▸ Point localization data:
+---+
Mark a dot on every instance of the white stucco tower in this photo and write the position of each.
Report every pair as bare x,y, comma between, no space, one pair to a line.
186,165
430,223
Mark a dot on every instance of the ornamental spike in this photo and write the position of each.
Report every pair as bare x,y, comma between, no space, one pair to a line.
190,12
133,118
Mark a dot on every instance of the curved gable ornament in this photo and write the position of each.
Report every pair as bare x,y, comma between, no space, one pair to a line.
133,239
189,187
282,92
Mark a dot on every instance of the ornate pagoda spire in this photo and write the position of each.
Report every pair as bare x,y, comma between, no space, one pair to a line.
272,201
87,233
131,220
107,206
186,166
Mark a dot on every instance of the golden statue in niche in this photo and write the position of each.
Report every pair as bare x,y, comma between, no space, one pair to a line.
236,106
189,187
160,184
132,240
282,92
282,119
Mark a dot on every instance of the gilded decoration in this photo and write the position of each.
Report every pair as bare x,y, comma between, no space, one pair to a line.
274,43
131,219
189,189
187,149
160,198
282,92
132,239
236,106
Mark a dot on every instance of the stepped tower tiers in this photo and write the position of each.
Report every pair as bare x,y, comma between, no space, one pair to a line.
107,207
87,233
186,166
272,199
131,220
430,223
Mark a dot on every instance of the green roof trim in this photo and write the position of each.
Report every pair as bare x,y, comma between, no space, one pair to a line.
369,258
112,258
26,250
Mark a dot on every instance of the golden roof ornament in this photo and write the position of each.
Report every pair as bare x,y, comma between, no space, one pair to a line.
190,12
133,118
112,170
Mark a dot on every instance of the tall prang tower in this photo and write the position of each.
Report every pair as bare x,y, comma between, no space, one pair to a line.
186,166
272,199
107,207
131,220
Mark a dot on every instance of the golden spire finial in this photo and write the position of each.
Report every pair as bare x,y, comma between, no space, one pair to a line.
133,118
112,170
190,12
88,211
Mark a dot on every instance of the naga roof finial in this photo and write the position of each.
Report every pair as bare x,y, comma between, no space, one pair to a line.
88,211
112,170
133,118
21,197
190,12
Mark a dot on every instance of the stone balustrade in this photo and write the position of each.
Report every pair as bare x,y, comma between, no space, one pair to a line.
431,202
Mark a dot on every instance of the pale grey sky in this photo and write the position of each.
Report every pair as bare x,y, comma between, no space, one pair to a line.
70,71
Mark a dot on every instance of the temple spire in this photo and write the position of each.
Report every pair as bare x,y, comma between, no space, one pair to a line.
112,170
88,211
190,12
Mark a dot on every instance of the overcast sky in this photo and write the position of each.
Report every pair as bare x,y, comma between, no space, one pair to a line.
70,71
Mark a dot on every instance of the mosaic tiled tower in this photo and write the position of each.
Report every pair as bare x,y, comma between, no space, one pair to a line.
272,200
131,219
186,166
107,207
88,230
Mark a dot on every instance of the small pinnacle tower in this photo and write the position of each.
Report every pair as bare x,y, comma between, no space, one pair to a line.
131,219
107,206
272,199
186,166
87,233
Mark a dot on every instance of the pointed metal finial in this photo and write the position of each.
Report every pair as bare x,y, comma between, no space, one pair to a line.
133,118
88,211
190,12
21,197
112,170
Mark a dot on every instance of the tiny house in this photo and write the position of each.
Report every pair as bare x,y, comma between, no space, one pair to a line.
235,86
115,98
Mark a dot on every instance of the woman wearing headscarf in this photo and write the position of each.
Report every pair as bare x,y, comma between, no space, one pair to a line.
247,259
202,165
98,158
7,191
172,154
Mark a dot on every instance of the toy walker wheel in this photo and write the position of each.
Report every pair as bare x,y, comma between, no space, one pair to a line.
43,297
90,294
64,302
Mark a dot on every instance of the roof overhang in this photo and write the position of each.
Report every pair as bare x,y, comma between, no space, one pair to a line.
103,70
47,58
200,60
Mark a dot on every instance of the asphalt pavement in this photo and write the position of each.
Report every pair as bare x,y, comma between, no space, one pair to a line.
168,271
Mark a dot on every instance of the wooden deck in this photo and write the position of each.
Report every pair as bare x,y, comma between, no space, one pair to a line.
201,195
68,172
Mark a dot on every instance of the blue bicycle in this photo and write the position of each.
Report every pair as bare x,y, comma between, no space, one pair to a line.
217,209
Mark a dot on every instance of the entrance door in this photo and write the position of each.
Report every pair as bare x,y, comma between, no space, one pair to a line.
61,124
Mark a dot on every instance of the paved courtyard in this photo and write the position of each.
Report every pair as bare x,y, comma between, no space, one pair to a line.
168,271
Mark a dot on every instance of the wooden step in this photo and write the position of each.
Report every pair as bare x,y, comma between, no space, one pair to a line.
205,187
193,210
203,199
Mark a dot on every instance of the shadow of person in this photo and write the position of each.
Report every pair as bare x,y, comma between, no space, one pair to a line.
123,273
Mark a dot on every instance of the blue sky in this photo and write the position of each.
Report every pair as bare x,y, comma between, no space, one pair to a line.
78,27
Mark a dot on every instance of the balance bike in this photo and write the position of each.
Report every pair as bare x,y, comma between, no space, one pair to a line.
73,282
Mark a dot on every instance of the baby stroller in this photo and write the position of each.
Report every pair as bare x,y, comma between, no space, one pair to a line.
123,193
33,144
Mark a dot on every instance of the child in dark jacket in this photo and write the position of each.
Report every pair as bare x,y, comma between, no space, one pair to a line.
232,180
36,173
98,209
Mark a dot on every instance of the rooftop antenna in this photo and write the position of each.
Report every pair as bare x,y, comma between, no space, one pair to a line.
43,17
+---+
▸ What you have to do: Give the records again, complete and exact.

▸ Response to this exercise:
Mark a dot on every instance of the white stucco tower in this photo and write the position of each.
Report every pair as bare x,y, comma between, no space, one pair to a line.
186,165
430,223
Mark a dot on every instance of the ornamental spike in this photo and write the position of each.
Report every pair as bare x,y, comma between, no space, one pair to a line.
190,12
133,118
Mark a dot on every instance of the curved gable ornament in this photo and write the position of each.
Report every pair as bare x,y, comma between, no space, one pair to a line.
133,239
189,187
282,92
Mark a dot on every instance of the ornate pagoda spire in this photo and write the position of each.
Report every pair as bare x,y, comma between, no space, one pair to a line.
272,201
87,233
131,220
107,206
186,166
Mark a dot on every instance of the golden statue in niche in this photo and write the position of each.
Report every pair as bare x,y, comma between, no space, one pair to a line.
236,106
189,187
160,184
132,240
282,92
282,119
Mark a dot on every instance of the gilded decoration in this photo and write the position of each.
Report every pair as bare x,y, comma between, no space, one pair to a line.
274,43
131,219
189,189
187,149
160,198
282,92
132,239
236,106
Mark a dot on every instance of the stepped tower tiers in this photo and write the position of each.
Report every pair as bare x,y, comma between, no space, one pair to a line.
107,207
87,233
186,166
272,199
131,220
430,223
Mark a dot on every instance of the green roof trim in this photo and write the position of each.
Report every pair as bare x,y, comma between, no space, one pair to a line.
369,258
112,258
26,250
Mark a dot on every instance of the golden roof ornament in this photo and write the position of each.
Report every pair as bare x,y, comma between, no space, one pair to a line.
190,12
133,118
112,170
Mark a dot on every instance of the tall prang tower in this photo and write the position of each.
Report every pair as bare x,y, comma between, no space, one pair to a line.
186,166
272,199
107,207
131,220
Mark a dot on every instance of the golden spire finial in this photo and write the position of each.
Report every pair as bare x,y, comma between, no space, one pair to a line.
133,118
112,170
190,12
88,211
Mark a dot on every instance of the naga roof finial in this photo and write the position of each.
Report every pair as bare x,y, comma between, no space, one pair to a line.
88,211
112,170
133,118
21,197
190,12
Mark a dot on every instance of the stone balustrade in this photo and write the position of each.
Report every pair as bare x,y, comma between, no space, one pair to a line.
431,202
Mark a dot on every instance of the pale grey sky in this photo and write the position of each.
Report every pair as bare x,y, comma between, no space, one pair to a line.
70,71
Mark a dot on every instance of the temple spire in this photo and write the position of each.
Report every pair as bare x,y, comma between, no space, one pair to a line.
112,170
88,211
190,12
Mark a dot on every instance of the overcast sky in this photo and write the position of each.
Report every pair as bare x,y, comma between, no space, one pair to a line.
70,71
Mark a dot on every instance of the mosaic tiled tower in this photo and write the position of each.
Report every pair as bare x,y, comma between, no space, one pair to a line.
272,200
131,219
186,166
107,207
88,230
Mark a dot on every instance of the small pinnacle tower in this photo and write the position of each.
Report every pair as bare x,y, comma between, no space, one pair to a line.
131,219
107,206
272,199
186,166
87,233
Mark a dot on every instance of the pointed metal finial in this photo and write the position of each.
Report every pair as bare x,y, comma between, no space, one pair to a line.
133,118
88,211
190,12
21,197
112,170
Mark a dot on every instance of the tiny house in this photo and write the position of each.
Report every pair as bare x,y, comma between, no space, one pair to a line.
235,86
115,98
Mark a dot on every instance of the woman wearing headscarf in this photo and write the position of each.
Report every pair as bare x,y, comma between, no space, one pair to a line.
247,259
202,165
98,158
7,191
172,154
Mark a dot on every instance of the toy walker wheel in this photo and write the position of each.
Report every pair as bare x,y, comma between, no space, one pair to a line.
43,297
90,294
64,302
Mark a dot on every instance of the roof overhang in this photo and write the position of each.
Report every pair as bare x,y, comma between, no space, one pair to a line.
103,70
47,58
200,60
Mark a dot on every instance of the asphalt pavement in this photo and write the position of each.
Report every pair as bare x,y, comma between, no space, one pair to a line.
168,271
Mark a dot on every instance of the wooden deck in this photo and write the position of each.
Report every pair as bare x,y, comma between, no space, one pair to a line.
201,195
68,172
Mark a dot on every instance of the blue bicycle in this photo and write the position of each.
Report every pair as bare x,y, comma between, no space, one pair to a line.
217,209
Mark a dot on every instance of the entrance door in this photo and write the position of each.
Report every pair as bare x,y, comma between, no space, one pair to a line.
61,124
Mark a dot on every instance of the paved courtyard in this photo and write the position of each.
Report every pair as bare x,y, comma between, no space, one pair to a line.
168,271
Mark a dot on every instance of the wooden step in this photo and write the position of each.
Report every pair as bare x,y, comma between, no space, one pair to a line.
205,187
193,210
203,199
Mark a dot on every instance of the shadow of person in this photo and write the position of each.
Report every pair as bare x,y, comma between, no space, one pair to a line.
123,273
Mark a dot on every instance of the blue sky in this photo and write the position of each.
Report every pair as bare x,y, comma between, no space, one pair to a line.
78,27
Mark a dot on every instance of the balance bike in this photo and write the position of each.
Report every pair as bare x,y, comma between, no space, one pair to a line.
73,282
Mark a dot on every instance of the baby stroller in this photo and write the position of each.
Report every pair as bare x,y, comma between, no space, one pair to a line.
123,193
33,144
Mark a dot on every instance of the child in dark jacket in this photo and write the position of each.
Report every pair as bare x,y, comma between, no space, one pair to a line.
232,180
36,173
98,209
Mark a dot on every instance of the rooftop antenna in this photo and write the position of each.
Report every pair as bare x,y, comma between, no space, one pair to a line.
43,17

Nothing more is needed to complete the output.